Goal: Return the listing below word for word, starting at its first line and ending at the line that contains "[555,355,1024,509]", with both of those lines included. Leave the pictures out.

_ _ _ _

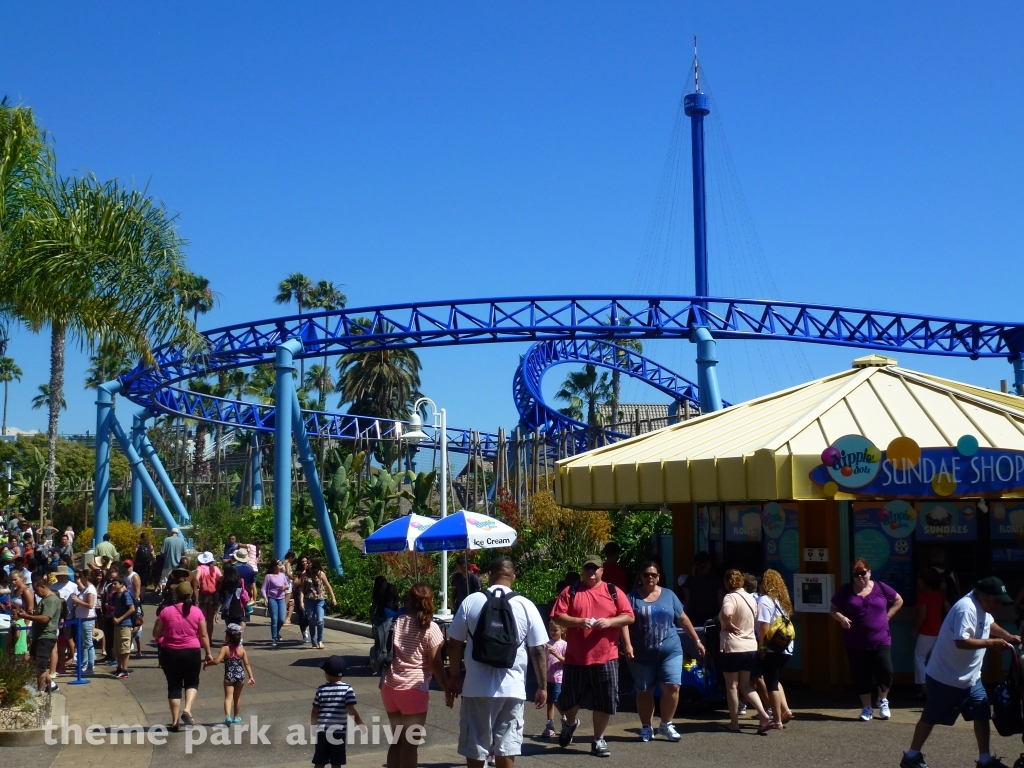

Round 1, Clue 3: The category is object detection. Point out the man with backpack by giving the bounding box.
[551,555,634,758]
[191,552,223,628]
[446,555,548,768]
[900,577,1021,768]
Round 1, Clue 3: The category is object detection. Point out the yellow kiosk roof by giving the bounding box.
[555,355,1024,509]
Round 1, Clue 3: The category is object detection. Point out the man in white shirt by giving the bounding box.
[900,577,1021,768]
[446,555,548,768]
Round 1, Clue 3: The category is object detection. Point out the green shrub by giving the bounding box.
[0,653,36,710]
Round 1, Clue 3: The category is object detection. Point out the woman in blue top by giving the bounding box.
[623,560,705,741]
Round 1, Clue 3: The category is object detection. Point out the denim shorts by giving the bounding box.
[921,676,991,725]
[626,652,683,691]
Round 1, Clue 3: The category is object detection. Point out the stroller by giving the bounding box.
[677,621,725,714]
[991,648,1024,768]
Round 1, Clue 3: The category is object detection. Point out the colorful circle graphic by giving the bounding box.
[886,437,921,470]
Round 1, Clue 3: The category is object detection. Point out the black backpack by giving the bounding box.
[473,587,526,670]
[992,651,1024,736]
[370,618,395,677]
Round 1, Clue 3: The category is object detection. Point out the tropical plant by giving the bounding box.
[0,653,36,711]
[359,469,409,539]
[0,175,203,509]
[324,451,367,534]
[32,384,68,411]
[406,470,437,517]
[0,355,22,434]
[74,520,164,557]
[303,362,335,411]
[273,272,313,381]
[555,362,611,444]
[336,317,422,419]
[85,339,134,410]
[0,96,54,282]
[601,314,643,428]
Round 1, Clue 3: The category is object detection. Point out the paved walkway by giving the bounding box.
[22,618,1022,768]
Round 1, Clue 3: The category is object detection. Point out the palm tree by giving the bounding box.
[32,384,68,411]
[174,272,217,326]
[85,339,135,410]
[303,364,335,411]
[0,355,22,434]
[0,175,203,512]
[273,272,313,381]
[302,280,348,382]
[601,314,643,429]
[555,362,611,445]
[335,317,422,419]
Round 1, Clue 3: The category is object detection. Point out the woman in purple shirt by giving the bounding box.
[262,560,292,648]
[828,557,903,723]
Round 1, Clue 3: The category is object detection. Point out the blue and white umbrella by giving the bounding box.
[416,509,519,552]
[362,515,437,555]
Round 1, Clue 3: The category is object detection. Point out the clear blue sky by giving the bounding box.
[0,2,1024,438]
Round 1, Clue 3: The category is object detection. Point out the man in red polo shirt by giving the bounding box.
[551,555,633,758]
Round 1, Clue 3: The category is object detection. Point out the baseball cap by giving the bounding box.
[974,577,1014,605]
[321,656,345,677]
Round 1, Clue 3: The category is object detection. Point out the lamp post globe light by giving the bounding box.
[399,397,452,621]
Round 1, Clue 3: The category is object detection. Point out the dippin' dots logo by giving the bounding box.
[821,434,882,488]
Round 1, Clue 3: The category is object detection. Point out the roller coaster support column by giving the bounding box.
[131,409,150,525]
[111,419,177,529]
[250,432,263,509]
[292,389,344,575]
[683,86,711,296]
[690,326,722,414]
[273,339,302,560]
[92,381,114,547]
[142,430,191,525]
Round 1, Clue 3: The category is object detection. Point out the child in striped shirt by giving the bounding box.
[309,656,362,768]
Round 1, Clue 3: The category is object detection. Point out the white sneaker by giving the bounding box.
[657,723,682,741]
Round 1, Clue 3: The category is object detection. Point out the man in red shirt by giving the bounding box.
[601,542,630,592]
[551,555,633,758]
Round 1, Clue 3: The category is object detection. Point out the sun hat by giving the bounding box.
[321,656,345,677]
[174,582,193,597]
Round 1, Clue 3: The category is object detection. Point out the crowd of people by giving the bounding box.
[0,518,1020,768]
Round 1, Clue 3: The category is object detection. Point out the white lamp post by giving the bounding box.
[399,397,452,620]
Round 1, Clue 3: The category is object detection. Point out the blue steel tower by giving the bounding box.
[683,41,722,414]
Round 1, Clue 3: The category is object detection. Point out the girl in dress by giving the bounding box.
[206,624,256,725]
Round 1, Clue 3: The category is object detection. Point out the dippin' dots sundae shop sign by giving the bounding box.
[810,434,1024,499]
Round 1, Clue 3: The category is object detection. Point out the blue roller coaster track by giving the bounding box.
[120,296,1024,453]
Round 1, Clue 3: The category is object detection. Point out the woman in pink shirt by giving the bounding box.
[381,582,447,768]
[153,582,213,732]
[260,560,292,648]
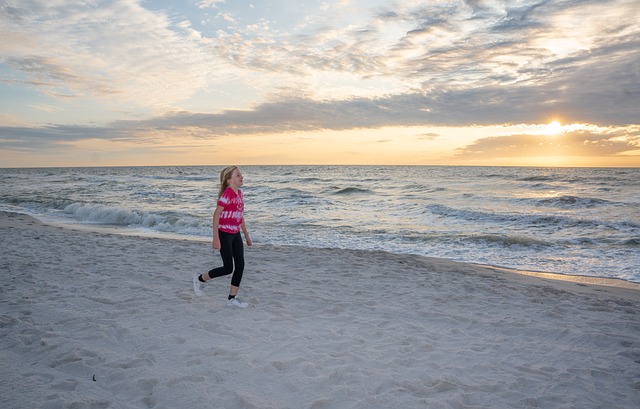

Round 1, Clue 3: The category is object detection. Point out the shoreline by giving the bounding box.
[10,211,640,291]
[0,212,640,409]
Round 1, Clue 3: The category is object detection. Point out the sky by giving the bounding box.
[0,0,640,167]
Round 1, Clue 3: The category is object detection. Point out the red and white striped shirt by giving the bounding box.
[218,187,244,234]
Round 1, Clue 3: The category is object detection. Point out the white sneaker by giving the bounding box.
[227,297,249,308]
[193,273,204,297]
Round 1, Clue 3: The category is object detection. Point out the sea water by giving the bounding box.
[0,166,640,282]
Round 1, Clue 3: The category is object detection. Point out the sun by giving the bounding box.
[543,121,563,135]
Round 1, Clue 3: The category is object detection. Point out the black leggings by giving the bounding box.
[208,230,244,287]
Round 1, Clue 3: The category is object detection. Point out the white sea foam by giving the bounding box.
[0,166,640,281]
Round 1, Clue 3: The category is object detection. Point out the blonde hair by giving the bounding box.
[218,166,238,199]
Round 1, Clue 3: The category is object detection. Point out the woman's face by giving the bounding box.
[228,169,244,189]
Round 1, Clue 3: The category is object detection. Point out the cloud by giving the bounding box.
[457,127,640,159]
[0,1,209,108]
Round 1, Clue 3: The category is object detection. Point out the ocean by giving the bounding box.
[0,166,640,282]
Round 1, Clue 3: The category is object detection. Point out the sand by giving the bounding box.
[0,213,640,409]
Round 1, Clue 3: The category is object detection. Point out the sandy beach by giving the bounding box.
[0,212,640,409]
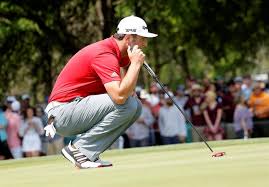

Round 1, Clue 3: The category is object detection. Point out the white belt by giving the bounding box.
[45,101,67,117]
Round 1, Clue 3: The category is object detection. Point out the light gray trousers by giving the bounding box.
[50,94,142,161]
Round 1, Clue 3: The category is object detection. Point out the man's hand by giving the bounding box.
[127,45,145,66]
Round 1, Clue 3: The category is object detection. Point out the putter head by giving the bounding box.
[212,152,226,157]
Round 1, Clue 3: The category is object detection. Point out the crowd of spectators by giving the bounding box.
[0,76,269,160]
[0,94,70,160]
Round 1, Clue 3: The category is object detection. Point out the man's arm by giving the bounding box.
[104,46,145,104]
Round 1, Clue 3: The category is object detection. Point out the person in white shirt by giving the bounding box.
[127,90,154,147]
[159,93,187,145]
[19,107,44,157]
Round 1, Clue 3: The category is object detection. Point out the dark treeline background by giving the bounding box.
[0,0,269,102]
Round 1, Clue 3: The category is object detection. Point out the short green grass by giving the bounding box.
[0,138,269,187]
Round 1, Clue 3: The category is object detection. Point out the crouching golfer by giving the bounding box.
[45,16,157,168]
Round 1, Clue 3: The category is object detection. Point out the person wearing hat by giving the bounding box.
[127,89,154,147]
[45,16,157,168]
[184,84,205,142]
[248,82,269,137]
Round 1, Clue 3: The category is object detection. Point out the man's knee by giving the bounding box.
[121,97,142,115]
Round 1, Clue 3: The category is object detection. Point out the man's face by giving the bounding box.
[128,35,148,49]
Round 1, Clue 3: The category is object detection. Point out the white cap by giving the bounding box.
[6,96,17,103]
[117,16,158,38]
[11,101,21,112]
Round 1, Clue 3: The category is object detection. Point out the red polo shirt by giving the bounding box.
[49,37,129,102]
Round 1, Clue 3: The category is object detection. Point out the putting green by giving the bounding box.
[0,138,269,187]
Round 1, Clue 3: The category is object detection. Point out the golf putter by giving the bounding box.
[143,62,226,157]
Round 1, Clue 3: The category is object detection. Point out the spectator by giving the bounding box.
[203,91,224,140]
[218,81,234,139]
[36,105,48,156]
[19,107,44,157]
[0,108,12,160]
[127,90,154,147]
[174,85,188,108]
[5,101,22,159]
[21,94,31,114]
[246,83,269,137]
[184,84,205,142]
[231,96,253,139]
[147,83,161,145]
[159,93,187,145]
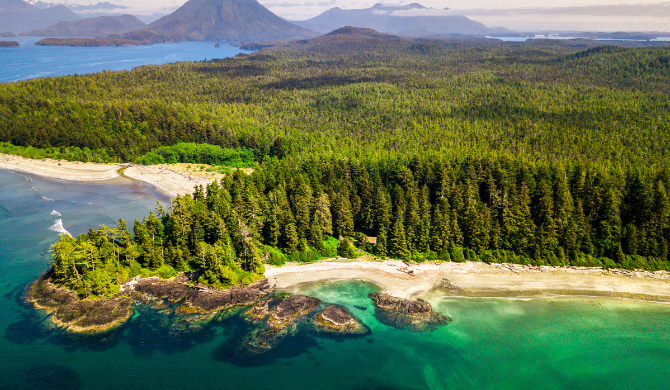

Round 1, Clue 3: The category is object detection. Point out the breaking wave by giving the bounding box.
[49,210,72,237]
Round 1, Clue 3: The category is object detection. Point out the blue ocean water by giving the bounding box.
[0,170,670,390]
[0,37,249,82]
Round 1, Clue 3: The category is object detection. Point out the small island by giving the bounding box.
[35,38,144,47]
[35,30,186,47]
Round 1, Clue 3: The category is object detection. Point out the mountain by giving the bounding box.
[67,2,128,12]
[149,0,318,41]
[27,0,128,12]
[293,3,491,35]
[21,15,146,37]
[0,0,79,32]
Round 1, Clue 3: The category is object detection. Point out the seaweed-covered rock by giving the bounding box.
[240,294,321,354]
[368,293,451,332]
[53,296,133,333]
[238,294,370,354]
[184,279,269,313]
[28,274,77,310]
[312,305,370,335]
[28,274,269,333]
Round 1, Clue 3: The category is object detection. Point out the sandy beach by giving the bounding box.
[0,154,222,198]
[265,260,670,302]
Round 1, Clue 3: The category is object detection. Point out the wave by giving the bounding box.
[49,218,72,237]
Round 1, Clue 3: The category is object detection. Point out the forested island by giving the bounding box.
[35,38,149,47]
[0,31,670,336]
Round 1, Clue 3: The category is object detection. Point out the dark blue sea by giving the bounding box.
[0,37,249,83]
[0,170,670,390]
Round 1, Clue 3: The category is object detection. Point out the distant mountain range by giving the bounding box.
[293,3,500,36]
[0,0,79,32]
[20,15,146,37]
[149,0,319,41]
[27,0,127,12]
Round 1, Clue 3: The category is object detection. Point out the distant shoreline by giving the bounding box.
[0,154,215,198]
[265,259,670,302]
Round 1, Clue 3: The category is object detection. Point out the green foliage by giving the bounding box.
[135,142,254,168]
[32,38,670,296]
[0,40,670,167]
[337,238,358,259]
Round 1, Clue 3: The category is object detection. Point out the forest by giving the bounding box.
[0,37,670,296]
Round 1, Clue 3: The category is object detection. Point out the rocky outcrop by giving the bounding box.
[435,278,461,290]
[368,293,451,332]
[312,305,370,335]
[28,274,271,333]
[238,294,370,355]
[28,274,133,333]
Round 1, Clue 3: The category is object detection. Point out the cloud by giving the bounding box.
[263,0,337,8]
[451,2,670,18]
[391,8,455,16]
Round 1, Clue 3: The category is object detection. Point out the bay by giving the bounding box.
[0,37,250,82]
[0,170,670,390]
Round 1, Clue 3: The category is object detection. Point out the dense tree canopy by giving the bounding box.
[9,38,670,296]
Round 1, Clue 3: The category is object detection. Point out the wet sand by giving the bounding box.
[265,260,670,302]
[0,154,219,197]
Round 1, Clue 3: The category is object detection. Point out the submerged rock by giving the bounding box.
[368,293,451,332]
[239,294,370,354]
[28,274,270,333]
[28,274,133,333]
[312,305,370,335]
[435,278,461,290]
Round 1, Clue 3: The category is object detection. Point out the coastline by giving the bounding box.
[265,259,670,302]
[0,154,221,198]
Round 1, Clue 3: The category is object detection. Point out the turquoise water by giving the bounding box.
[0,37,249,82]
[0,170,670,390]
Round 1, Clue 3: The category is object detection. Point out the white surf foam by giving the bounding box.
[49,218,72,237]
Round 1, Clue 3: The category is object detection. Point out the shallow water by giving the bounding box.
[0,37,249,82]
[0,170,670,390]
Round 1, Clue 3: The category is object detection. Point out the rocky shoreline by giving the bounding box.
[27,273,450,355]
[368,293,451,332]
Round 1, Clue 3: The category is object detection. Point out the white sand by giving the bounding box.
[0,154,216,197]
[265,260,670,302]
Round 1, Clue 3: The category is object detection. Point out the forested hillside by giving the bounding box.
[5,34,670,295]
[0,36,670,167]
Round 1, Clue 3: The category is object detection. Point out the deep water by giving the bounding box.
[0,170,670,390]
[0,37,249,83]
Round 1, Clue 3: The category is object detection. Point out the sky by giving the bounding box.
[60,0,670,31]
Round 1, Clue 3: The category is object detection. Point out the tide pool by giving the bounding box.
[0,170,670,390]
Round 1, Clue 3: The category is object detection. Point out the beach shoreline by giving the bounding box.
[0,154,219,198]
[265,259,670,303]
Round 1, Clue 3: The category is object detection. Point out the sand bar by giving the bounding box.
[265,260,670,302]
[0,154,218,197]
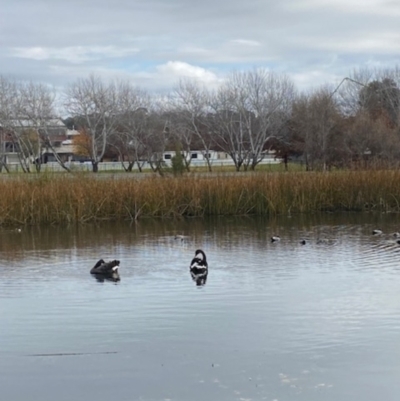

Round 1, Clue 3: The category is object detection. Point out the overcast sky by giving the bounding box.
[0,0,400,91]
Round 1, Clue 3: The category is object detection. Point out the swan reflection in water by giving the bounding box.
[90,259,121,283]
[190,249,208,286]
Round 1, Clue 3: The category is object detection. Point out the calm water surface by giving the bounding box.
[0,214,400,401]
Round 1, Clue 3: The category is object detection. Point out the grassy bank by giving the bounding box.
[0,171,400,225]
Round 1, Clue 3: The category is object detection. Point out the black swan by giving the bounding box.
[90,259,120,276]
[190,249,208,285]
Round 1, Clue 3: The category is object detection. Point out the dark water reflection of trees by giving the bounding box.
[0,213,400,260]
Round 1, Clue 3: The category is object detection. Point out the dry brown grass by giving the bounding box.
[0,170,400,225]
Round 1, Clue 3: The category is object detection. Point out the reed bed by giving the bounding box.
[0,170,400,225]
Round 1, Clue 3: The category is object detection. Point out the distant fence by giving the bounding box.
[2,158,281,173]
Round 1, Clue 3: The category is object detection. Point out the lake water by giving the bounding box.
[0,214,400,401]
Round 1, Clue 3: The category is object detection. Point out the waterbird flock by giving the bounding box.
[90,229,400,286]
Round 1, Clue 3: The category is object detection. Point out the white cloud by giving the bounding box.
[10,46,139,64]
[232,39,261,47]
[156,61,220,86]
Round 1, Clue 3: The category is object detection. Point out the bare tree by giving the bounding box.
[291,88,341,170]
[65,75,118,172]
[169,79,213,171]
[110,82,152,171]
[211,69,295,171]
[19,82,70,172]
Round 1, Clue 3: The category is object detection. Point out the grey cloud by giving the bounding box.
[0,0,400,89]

_ _ _ _

Response to this task:
Round 1, Clue 3: The category is object detection. Point out the man with backpack by giving the bounding box.
[551,555,634,758]
[191,552,223,628]
[446,555,548,768]
[900,577,1021,768]
Round 1, Clue 3: The category is object detection. Point out the yellow kiosk roof by giving the bounding box.
[555,355,1024,509]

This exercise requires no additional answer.